[Requirement A] Print the pointer test records below line for line, leaving the pictures out.

#### Selected extract

# A dream come true



## TOM_1/20.3 (Mar 28, 2013)

Hello again,

In 1980 I was heavily into LGB and the catalogue that year showed three special edition locomotives made by Christian Höhne (now Magnus). I believe each was made in a limited edition of 100.
They remained a dream until now. This is a Kitson Meyer 










Wonderful detail 










































This engine was on the title page 











I also found a picture of an original










Although I am into 1:20.3, I can live with the fact that this is 1:22.5.

The model weighs 24.7 lbs and is 30 inches long. The couplers are non-functional . Any ideas what kind I should use?

Have a great day

happy TOM


----------



## Larry Green (Jan 2, 2008)

If you are going to pull North or South American rolling stock, go with Kaydees. Look for the newer 900 series, very good detail, as well as excellent performance. 

Larry


----------



## tmejia (Jan 2, 2008)

Wow!!!
That is a wonderful addition.
Your post made my day

Tommy
Rio Gracie


----------



## placitassteam (Jan 2, 2008)

What a gorgeous locomotive!!! I didn't realize that Garrets had been used on the American continents. Great buy.


----------



## derPeter (Dec 26, 2010)

*Kitson-Meyer loco ..*

Hallo MLSers,
here in Austria is a project running making the Type5 in 1:22,5 livesteam
see: www.kitson-meyer.com
scroll to facebook link
greetings from derPeter


----------



## Torby (Jan 2, 2008)

What detail!


----------



## daveyb (Feb 28, 2009)

wow,,, looks ok for 1 20 anyway,,, thats a beast,,,


----------

########
#### Provided material

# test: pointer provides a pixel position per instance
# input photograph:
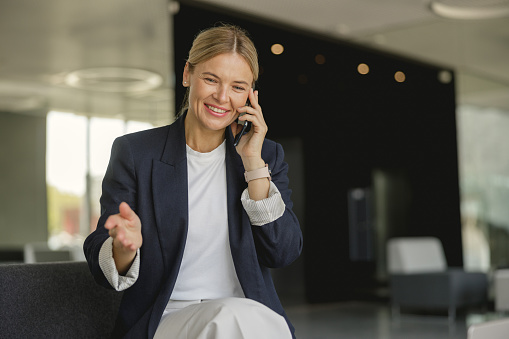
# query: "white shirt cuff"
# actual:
(107, 264)
(264, 211)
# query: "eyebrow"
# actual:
(235, 81)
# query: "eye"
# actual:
(239, 88)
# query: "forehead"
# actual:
(229, 66)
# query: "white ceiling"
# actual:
(41, 41)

########

[Requirement B] Output, unchanged, the part of the Kitson Meyer thread above that opens with the words containing "## Larry Green" and closes with "as excellent performance.".

[Response A]
# test: pointer provides a pixel position per instance
# input photograph:
# query: "white shirt cuff"
# actual:
(107, 264)
(264, 211)
# query: "eyebrow"
# actual:
(235, 81)
# query: "eye"
# actual:
(239, 88)
# query: "forehead"
# actual:
(229, 66)
# query: "white ceiling"
# actual:
(41, 41)

[Response B]
## Larry Green (Jan 2, 2008)

If you are going to pull North or South American rolling stock, go with Kaydees. Look for the newer 900 series, very good detail, as well as excellent performance.